## TASK DIRECTIONS
In the listing that follows, count the lines that include "below", and answer with the total alone.

## RECORDS SHOWN
·····
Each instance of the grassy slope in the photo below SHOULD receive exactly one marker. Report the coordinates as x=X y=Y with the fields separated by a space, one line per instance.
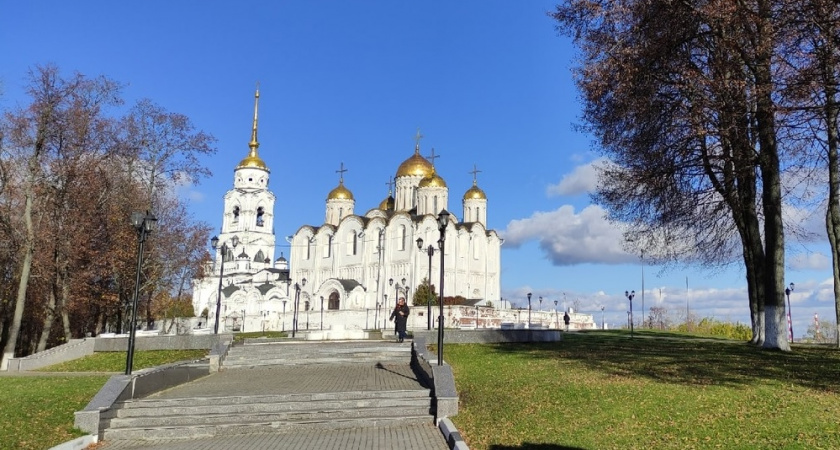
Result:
·····
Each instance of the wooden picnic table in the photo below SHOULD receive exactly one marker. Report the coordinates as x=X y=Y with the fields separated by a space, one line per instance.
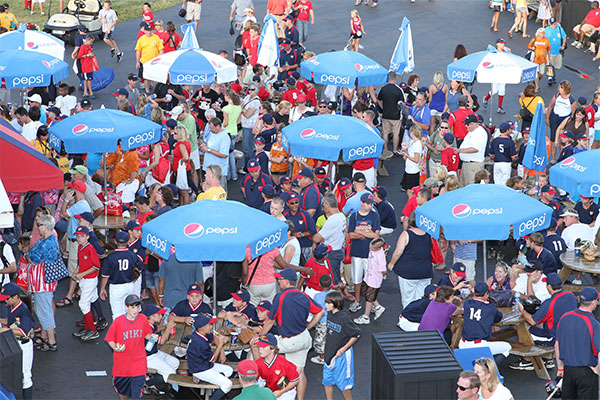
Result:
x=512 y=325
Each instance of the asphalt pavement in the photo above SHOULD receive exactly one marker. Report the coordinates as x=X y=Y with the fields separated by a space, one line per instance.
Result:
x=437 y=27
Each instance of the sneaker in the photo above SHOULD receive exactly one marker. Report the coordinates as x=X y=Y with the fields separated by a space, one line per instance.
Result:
·····
## RESPONSE AREA
2